What you are asked to do: Can you quote every one of the items below word for word, with each line kept unchanged?

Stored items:
## Begin
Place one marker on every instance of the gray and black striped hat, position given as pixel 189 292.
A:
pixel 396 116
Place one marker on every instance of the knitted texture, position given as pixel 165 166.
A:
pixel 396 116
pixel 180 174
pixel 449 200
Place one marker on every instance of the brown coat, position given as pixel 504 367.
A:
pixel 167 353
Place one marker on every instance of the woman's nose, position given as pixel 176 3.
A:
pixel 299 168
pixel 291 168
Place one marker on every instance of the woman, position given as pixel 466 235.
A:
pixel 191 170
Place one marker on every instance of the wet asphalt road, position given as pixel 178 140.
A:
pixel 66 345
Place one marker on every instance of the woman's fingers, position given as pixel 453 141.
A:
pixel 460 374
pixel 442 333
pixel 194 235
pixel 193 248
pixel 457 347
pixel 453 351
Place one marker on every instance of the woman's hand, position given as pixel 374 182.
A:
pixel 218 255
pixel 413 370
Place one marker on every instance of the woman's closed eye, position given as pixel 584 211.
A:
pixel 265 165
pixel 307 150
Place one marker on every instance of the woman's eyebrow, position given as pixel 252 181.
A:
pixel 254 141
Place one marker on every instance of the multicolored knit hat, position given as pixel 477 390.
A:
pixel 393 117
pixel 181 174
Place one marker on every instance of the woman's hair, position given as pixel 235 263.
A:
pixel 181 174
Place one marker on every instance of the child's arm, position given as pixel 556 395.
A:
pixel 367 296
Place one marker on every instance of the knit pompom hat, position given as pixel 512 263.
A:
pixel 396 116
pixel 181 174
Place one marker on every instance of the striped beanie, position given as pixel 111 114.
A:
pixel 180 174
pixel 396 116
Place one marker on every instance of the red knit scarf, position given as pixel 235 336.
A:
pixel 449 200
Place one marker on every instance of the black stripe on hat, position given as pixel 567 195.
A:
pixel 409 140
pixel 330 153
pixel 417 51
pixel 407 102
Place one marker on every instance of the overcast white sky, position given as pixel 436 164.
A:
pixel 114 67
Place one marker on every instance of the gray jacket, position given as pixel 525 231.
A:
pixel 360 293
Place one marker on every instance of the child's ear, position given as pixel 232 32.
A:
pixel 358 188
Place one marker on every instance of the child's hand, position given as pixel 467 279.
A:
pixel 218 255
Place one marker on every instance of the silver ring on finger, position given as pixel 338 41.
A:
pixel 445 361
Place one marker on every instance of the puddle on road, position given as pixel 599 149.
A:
## End
Result for this exercise:
Place one marker on every instance of the gray and black striped hat, position given as pixel 189 292.
A:
pixel 396 116
Place one marker on every instance of the knitted texture, position given as pixel 165 166.
A:
pixel 396 116
pixel 180 174
pixel 449 200
Place one marker on every instance of the brown coat, position given as pixel 504 367.
A:
pixel 167 353
Place one marker on every instance of the woman's nose, position given as pixel 176 3.
A:
pixel 299 168
pixel 291 168
Place one marker on every instance of the woman, position given as pixel 466 235.
A:
pixel 191 170
Place one marker on every instance of the wet asphalt road, position given as pixel 178 140.
A:
pixel 66 345
Place one marker on every instance of the woman's fingers, position given as pixel 453 141.
A:
pixel 460 374
pixel 442 333
pixel 194 235
pixel 193 248
pixel 457 347
pixel 453 351
Place one marker on every instance of the woman's hand, position given as pixel 374 182.
A:
pixel 218 255
pixel 413 370
Place one marker on every instance of the woman's closed eye, position given as pixel 584 211.
A:
pixel 265 165
pixel 307 150
Place one marker on every instance of the woman's eyebrow, position given as pixel 252 181.
A:
pixel 254 141
Place one marker on every instance of the multicolored knit hat, position given as pixel 477 390.
A:
pixel 393 117
pixel 181 174
Place one marker on every instance of the woman's hair, position given as pixel 235 263.
A:
pixel 181 174
Place one marker on every instance of the child's arm, position given as pixel 556 395.
A:
pixel 367 296
Place one marker on every instance of the knit pompom hat, position given as pixel 512 263.
A:
pixel 396 116
pixel 181 174
Place one marker on every instance of the striped beanie, position given as pixel 111 114.
A:
pixel 180 174
pixel 396 116
Place one marker on every instance of the red knit scarf, position given as pixel 235 336.
A:
pixel 449 200
Place one marker on every instance of the black stripe on hat, position given as pixel 567 195.
A:
pixel 409 140
pixel 330 153
pixel 417 51
pixel 407 102
Place one marker on every instance of the overcast white sky, position given as pixel 436 164.
A:
pixel 114 67
Place one marker on every instance of the gray jacket, position given as pixel 525 231.
A:
pixel 360 293
Place one marker on every instance of the child's ear, position given as pixel 232 32.
A:
pixel 358 188
Place one marker on every instance of the child's hand, position given as pixel 467 279.
A:
pixel 218 255
Place one marker on every instance of the silver ring on finger, position given as pixel 338 41.
A:
pixel 445 361
Place one marker on every instance of the puddle on road, position given as pixel 599 149.
A:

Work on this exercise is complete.